Exercise material –
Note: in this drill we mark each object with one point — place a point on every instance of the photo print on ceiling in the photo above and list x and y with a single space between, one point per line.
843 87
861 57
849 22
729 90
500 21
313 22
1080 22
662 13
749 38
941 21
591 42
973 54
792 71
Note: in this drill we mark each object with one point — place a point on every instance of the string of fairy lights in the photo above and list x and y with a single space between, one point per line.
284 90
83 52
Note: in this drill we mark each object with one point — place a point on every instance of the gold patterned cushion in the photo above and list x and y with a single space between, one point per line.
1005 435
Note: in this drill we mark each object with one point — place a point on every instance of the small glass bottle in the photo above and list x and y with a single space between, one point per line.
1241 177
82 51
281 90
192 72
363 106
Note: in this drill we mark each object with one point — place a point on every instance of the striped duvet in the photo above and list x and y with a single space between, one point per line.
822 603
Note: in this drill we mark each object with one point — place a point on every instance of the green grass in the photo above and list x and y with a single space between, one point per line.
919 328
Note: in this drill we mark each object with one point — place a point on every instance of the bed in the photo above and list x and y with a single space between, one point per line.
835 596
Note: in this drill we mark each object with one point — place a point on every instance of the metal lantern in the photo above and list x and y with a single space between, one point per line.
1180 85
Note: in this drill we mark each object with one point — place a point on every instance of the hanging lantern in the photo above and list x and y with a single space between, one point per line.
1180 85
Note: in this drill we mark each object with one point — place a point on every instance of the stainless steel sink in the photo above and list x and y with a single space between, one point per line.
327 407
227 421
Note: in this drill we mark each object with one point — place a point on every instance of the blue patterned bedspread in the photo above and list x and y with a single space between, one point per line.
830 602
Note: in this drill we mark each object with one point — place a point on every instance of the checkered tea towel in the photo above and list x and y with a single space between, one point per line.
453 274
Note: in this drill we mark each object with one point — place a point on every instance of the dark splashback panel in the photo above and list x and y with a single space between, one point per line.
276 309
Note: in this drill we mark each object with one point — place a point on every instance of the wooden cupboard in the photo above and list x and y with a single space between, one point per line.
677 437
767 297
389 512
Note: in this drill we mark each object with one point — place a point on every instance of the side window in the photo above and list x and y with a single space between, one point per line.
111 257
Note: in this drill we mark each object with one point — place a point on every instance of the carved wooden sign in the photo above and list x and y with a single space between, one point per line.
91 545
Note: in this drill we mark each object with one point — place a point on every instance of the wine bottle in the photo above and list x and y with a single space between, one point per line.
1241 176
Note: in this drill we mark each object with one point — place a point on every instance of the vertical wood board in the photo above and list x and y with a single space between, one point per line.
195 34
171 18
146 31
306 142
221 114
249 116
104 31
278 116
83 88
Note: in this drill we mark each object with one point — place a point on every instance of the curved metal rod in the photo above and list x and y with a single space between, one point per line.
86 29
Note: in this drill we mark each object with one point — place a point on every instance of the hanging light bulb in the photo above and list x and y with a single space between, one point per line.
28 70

Goal – Copy out all of the material above, substituting "exercise" for every "drill" and keeping everything else unchanged.

The completed task –
Note: in this exercise we mark each object with one point — place a point on every instance of the photo print on ceiling in the photo above and list x and y with a single space between, one point per line.
843 87
861 57
849 22
729 90
500 21
313 22
1080 22
662 13
749 38
941 21
591 42
973 54
792 71
Note: in this exercise we mark each object with one point — place a point on every instance of the string of fairy lights in the photo above and list x and y with a single space between, one point per line.
284 90
83 52
Note: in this exercise we mark each object with one point — place a point on every instance of the gold patterned cushion in the photo above and list x and y with a single space between, one point per line.
1005 435
Note: in this exercise we mark each object with one point — place a point on every instance of the small glass bottle in the photo above and list x and y with a single space between, one point per line.
1241 177
82 51
281 90
192 72
363 106
Note: in this exercise we mark each object with one point — place a point on every instance of the striped duvet in the photo above and list x and y with a single space between, one point per line.
822 603
Note: in this exercise we mark each object with one point — place a point on every instance of the green grass in the photo above and list x and y with a single space between, one point per line.
919 328
Note: in this exercise we mark each object with one point — place a point on every instance of the bed in the photo above and list x and y with a single space between, one point per line.
835 596
Note: in this exercise we mark each object with one point — place a point on every instance of the metal lantern in the photo above and list x and y with a single space between, one point per line.
1180 85
Note: in this exercise we mark each object with one point — place a point on every instance of the hanging lantern in the photo above and list x and y with a single space between, one point per line.
1180 85
Note: in this exercise we mark each object with one point — place a point on every instance of the stainless steel sink in the photo above and list x and y with a single space between, one point per line.
327 407
227 421
Note: in this exercise we mark each object with one point — place a point on every instance of the blue patterned bedspread in the photo above and list x and y with a single space between, one point per line.
830 602
Note: in this exercise we mark each object with one point — place a point on every instance of the checkered tea towel in the photo above and list x and y with a single space between, one point per line.
453 274
Note: in this exercise we mark each object with one point — place a point on every instance of the dark splashback panel in the photo above and list x and y with a single space between, one point per line.
276 309
Note: in this exercise we mark each object with one point — place a point on every instance of the wooden cupboard in the photo above and list x and y with a single space between, one point per line.
677 437
767 297
389 512
Note: in this exercise we mark each object with one point — place a point on every instance of the side window in the photo above and list x and y with a single space between, one point per line.
111 257
Note: in this exercise we mark each object with one point — place a point on every instance of the carved wooden sign in the photo above and list x and y with a single space between, one point per line.
91 545
Note: in this exercise we mark each object with one point — place a point on every instance of the wine bottle in the photo above and list x and y with a single space between, one point per line.
1241 176
Note: in this exercise we mark each object with one point — place a point on every instance of the vertical wood board in the photo above and list x and y with a single space between, one point per line.
195 34
171 18
146 31
306 142
221 114
249 116
104 31
278 116
83 88
Note: in this exercise we mark each object with one point — place a point on every instance of the curved metal rod in the photo above and list x and y with a single space between, one point per line.
86 29
Note: in this exercise we mark each object with one point — place a point on every instance of the hanging light bulb in the photo above and list x and y with a single space between, one point per line.
28 70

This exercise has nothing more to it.